§ **文章**
++++++++
本来以为的送分题变成了送命题
一开始写的:
#include<iostream>
#include<vector>
#include <queue>
#include <algorithm>
#include<cstdio>
#include <map>
using namespace std;
//二分+前缀和
int num[100010];
int sum[100020];
map<string,vector<int> > mmp;
int main() {
int class_num;
int stu_num;
scanf("%d %d",&stu_num,&class_num);
for (int i = 0; i < class_num; ++i) {
int now_class;
int now_num;
scanf("%d %d",&now_class,&now_num);
for (int j = 0; j < now_num; ++j) {
string temp;
cin>>temp;
mmp[temp].push_back(now_class);
}
}
for (int i = 0; i < stu_num; ++i) {
string s;
cin>>s;
cout<<s<<" ";
int len=mmp[s].size();
sort(mmp[s].begin(),mmp[s].begin()+len);
printf("%d",len);
for (int j = 0; j < len; ++j) {
printf(" %d",mmp[s][j]);
}
cout<<endl;
}
}
结果看了一眼书,书上说最后一组用map+string会超时,,,ok
其实你仔细看看哈,题目中其实有一个地方跟其他的不一样
这名字这么整齐划一,怎么看怎么像是个条件哦
所以,这个题,想要不超时
就从这个条件
不难想hash
#include <cstdio>
#include <vector>
#include <algorithm>
using namespace std;
int getid(char *name) {
int id = 0;
for(int i = 0; i < 3; i++)
++++++++
§ **数据摘录**
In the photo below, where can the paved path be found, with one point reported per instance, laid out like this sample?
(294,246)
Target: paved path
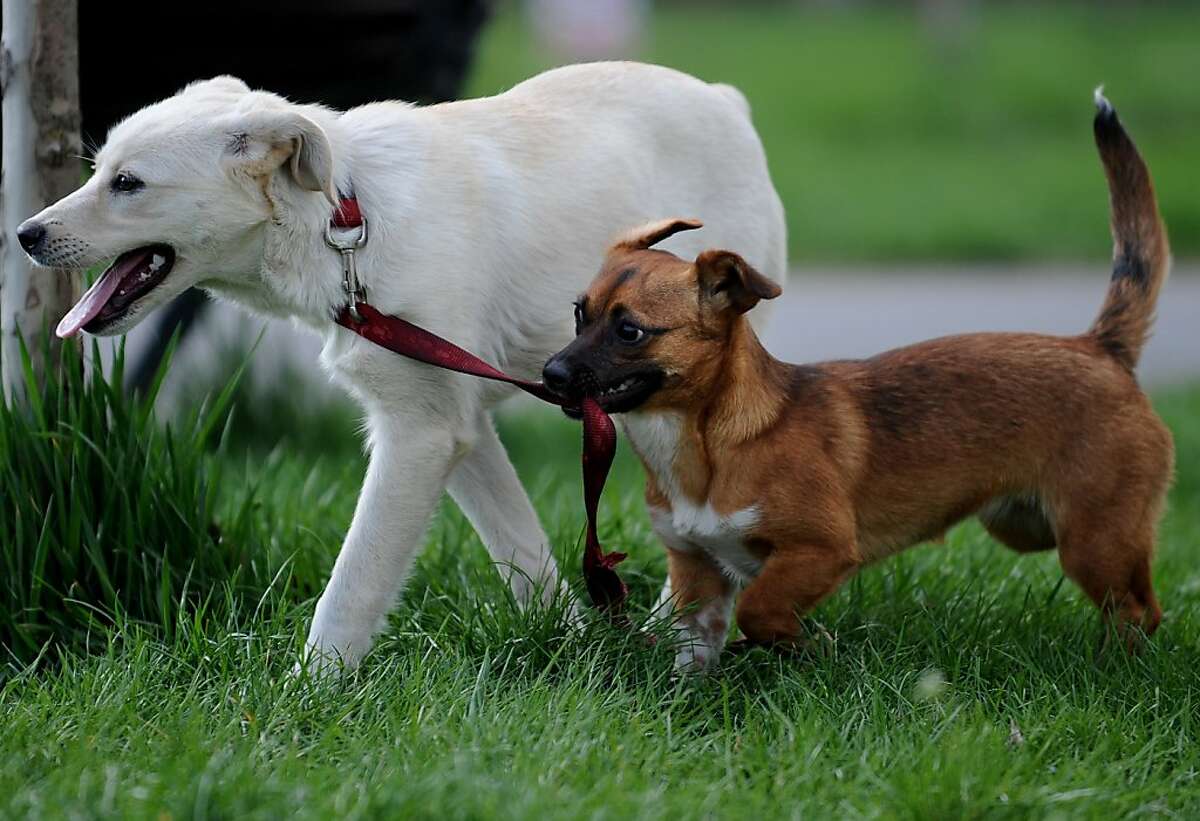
++++++++
§ **任务清单**
a. 根据这篇解题文章回答下列问题:
(i) 第一版代码中的注释写的是哪种方法?
(ii) 书上说最后一组用什么会超时?
(iii) 作者说从名字整齐划一这个条件不难想到什么?
b. 请将这篇解题文章中的句子"这名字这么整齐划一,怎么看怎么像是个条件哦"译成英语。
c. 请接着这篇解题文章最后一行代码往下写。

§ **练习答案**
a.
(i) 二分+前缀和。
(ii) 用map+string。
(iii) hash。

b. These names are so neat and uniform that, however you look at it, it seems like a condition.

c.
id = 26 * id + (name[i] - ‘A‘);//其实你可以想象成26进制数
id = id * 10 + (name[3] - ‘0‘);
return id;
}
const int maxn = 26 * 26 * 26 * 10 + 10;
vector<int> v[maxn];
int main() {
int n, k, no, num, id = 0;
char name[5];
scanf("%d %d", &n, &k);
for(int i = 0; i < k; i++) {
scanf("%d %d", &no, &num);
for(int j = 0; j < num; j++) {
scanf("%s", name);
id = getid(name);
v[id].push_back(no);
}
}
for(int i = 0; i < n; i++) {
scanf("%s", name);
id = getid(name);
sort(v[id].begin(), v[id].end());
printf("%s %lu", name, v[id].size());
for(int j = 0; j < v[id].size(); j++)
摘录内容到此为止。